═════ DATOS PROPORCIONADOS ═════
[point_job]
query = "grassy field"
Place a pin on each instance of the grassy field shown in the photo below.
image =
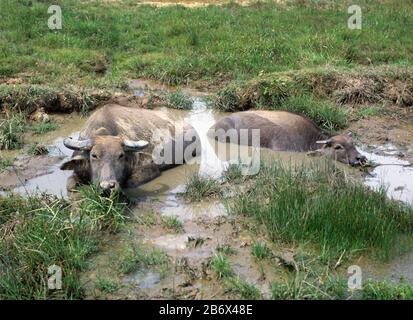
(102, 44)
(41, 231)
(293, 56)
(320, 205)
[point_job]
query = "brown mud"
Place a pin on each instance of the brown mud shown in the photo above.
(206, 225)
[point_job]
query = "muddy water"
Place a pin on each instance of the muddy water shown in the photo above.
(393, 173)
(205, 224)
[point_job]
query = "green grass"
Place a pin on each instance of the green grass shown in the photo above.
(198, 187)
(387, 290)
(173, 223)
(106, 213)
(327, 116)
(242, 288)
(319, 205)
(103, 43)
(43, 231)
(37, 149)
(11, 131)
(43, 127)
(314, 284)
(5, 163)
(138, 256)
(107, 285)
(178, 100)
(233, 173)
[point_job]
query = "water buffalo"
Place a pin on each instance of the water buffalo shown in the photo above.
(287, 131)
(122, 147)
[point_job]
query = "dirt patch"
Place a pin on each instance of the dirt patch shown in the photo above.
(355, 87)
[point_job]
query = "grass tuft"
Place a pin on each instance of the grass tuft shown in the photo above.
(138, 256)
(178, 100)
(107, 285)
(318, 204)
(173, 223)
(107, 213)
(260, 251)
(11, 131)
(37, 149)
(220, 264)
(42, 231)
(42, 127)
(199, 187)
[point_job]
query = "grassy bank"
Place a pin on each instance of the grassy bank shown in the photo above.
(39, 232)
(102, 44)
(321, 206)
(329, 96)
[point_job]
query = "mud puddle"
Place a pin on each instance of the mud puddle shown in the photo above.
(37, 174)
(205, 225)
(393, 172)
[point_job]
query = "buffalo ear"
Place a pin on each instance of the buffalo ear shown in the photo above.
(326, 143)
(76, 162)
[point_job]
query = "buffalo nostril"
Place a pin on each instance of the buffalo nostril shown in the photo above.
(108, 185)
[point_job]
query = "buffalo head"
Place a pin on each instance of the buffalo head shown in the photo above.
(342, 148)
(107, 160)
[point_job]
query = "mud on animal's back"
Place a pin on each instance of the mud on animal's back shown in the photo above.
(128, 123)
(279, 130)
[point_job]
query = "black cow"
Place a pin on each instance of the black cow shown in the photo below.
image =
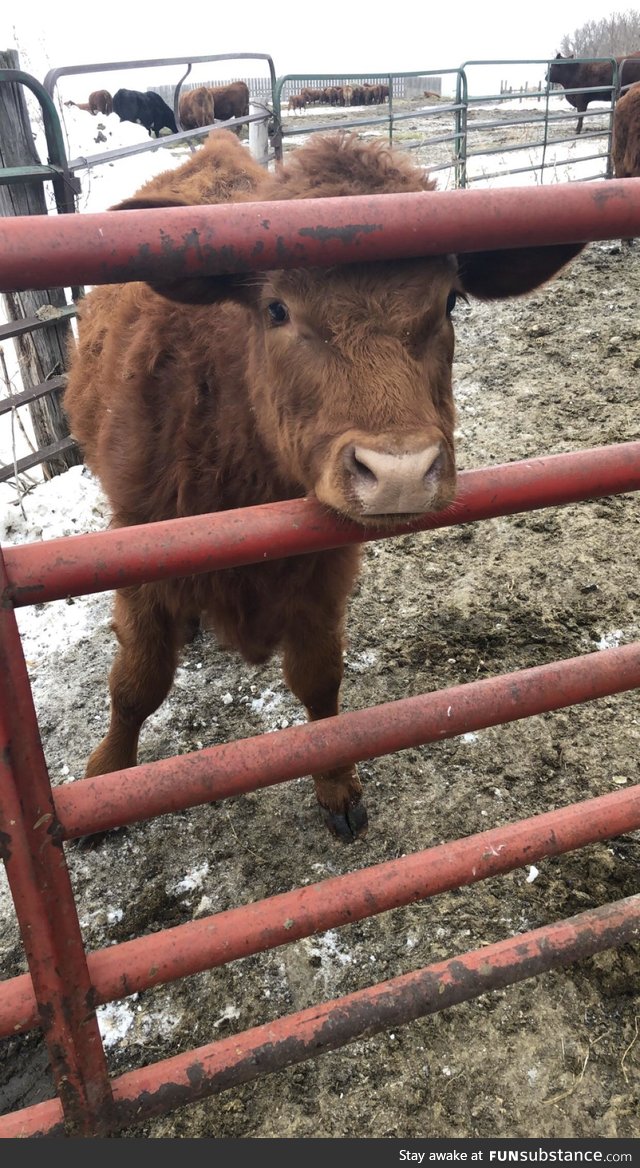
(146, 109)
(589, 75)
═════
═════ DATOS PROPORCIONADOS ═════
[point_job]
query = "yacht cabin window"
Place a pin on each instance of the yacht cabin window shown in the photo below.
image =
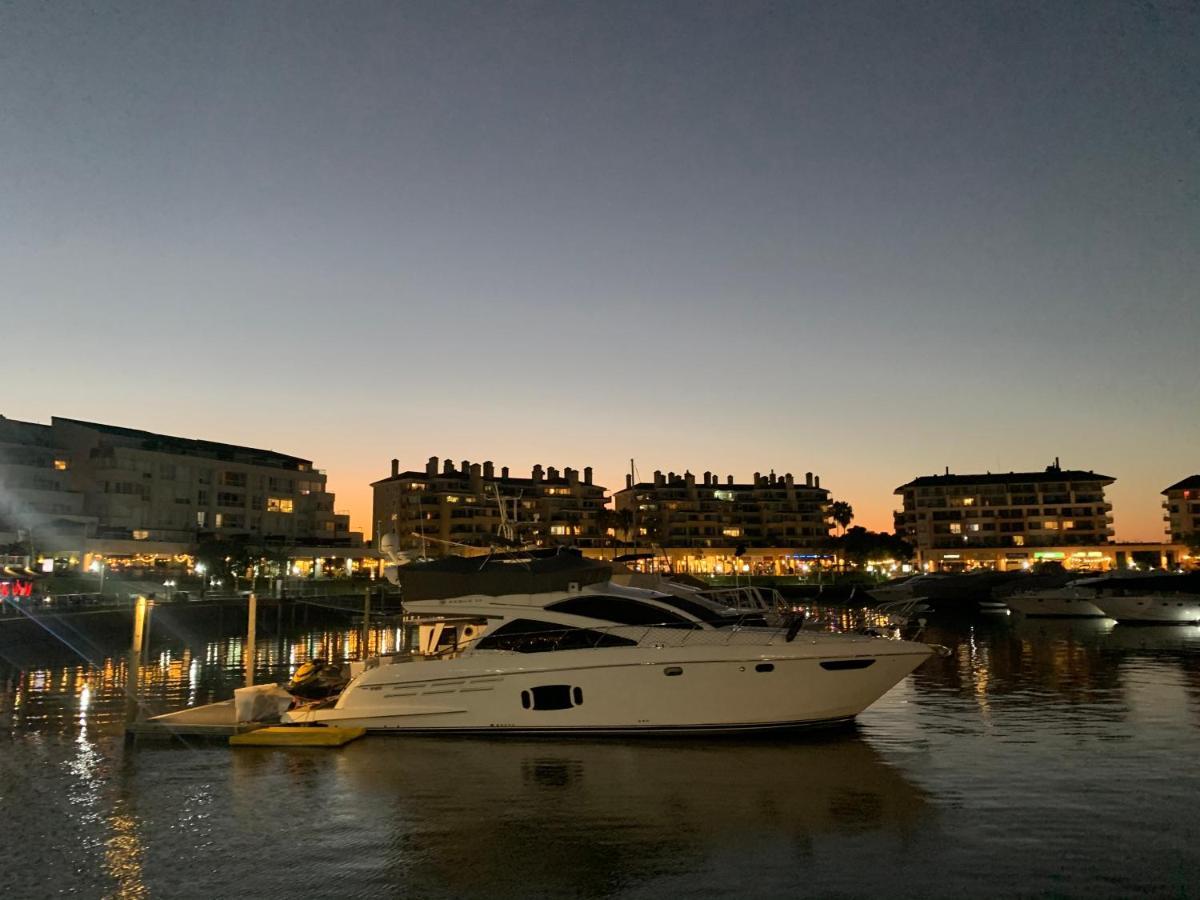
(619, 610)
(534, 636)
═════
═════ DATOS PROPORCIONADOS ═════
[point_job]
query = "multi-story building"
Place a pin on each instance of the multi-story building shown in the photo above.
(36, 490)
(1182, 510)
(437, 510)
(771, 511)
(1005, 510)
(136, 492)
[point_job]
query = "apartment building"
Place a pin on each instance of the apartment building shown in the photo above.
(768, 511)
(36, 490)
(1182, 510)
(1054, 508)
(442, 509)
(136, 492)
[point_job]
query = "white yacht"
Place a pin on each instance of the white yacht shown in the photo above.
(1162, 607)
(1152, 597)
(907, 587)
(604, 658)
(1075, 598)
═════
> [ENUNCIADO]
Indica, copiándolas completas, todas las líneas de los registros que contienen la cadena "story". La búsqueda distingue entre mayúsculas y minúsculas.

> [SOLUCIÓN ESCRITA]
query = "multi-story building"
Place a pin on each instance of the multi-story building shown in the photo above.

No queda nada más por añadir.